**REQUIREMENT:** Pick out each line of the data below that contains the word "Detect" and copy it.

**INPUT DATA:**

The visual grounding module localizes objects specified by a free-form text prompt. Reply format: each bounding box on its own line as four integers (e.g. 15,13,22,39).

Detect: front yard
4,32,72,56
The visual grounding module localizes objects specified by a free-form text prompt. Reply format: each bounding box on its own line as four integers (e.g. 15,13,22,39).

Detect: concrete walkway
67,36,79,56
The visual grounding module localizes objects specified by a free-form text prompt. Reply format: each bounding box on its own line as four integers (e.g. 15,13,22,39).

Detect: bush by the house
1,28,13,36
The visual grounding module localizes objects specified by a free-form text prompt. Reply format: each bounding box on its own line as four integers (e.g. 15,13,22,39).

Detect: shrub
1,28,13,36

---

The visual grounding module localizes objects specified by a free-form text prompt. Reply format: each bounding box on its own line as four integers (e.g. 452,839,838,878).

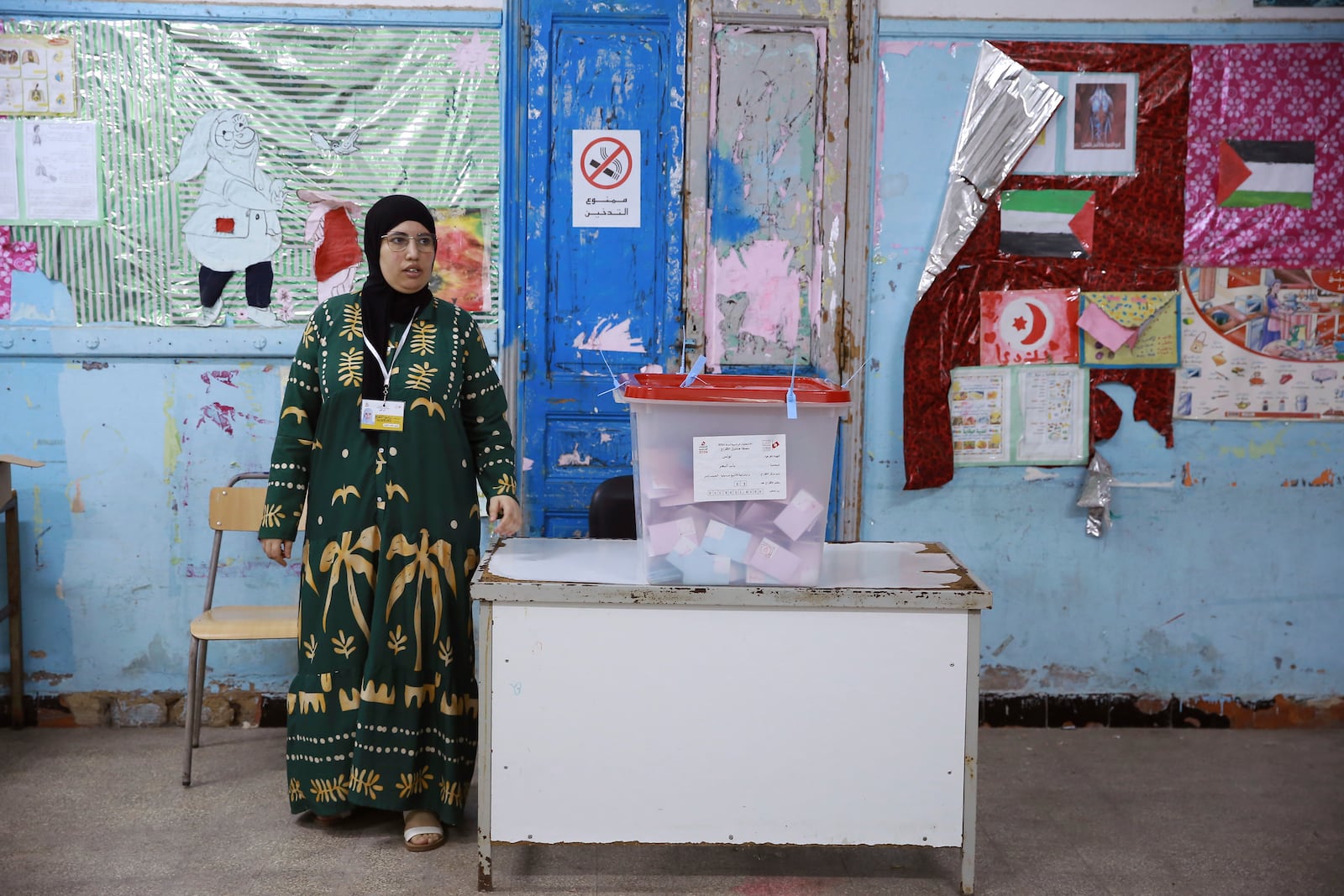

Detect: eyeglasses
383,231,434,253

**FINISHED EXERCISE:**
Detect: front yard
Detect: concrete walkway
Detect: bush by the house
Detect: shrub
Detect: eyeglasses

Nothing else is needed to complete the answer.